** Aufgaben **
• A. Können Sie den Text zur letzten Volkskammerwahl von „Die letzte Wahl“ bis „auf 4,9 Prozent.“ wortgetreu abschreiben?
• B. Können Sie alle Zeilen der Datensätze ohne Leerzeilen in eine Markdown-Tabelle mit den Spalten „Nr.“ und „Zeile“ übertragen?

** Seite **
Die letzte Wahl der DDR-Volkskammer war für die Bürgerrechtsbewegung eine herbe Enttäuschung. Nur eine Gruppe konnte sich freuen, jene, die sich Demokratischer Aufbruch (DA) nannte. Sie war mit der Ost-CDU, der früheren Blockpartei der DDR, und der Deutschen Sozialen Union (DSU), die der CSU nahestand, unter dem Schirm einer „Allianz für Deutschland“ angetreten, die mit 48 Prozent der Stimmen deutlich siegte. Das Bündnis 90 hingegen, zu dem sich Demokratie Jetzt (DJ), das Neue Forum (NF) und die Initiative Frieden und Menschenrechte (IFM) zusammengeschlossen hatten, wie die Vereinigung von DDR-Grünen und Unabhängigem Frauenverband (UFV), kamen zusammen nur auf 4,9 Prozent.

** Auszüge aus Datensätzen **
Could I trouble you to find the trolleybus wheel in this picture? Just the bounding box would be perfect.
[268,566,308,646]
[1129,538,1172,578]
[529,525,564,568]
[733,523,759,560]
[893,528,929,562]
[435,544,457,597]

** Lösungen **
• A.
Die letzte Wahl der DDR-Volkskammer war für die Bürgerrechtsbewegung eine herbe Enttäuschung. Nur eine Gruppe konnte sich freuen, jene, die sich Demokratischer Aufbruch (DA) nannte. Sie war mit der Ost-CDU, der früheren Blockpartei der DDR, und der Deutschen Sozialen Union (DSU), die der CSU nahestand, unter dem Schirm einer „Allianz für Deutschland“ angetreten, die mit 48 Prozent der Stimmen deutlich siegte. Das Bündnis 90 hingegen, zu dem sich Demokratie Jetzt (DJ), das Neue Forum (NF) und die Initiative Frieden und Menschenrechte (IFM) zusammengeschlossen hatten, wie die Vereinigung von DDR-Grünen und Unabhängigem Frauenverband (UFV), kamen zusammen nur auf 4,9 Prozent.

• B.
| Nr. | Zeile |
|---|---|
| 1 | Could I trouble you to find the trolleybus wheel in this picture? Just the bounding box would be perfect. |
| 2 | [268,566,308,646] |
| 3 | [1129,538,1172,578] |
| 4 | [529,525,564,568] |
| 5 | [733,523,759,560] |
| 6 | [893,528,929,562] |
| 7 | [435,544,457,597] |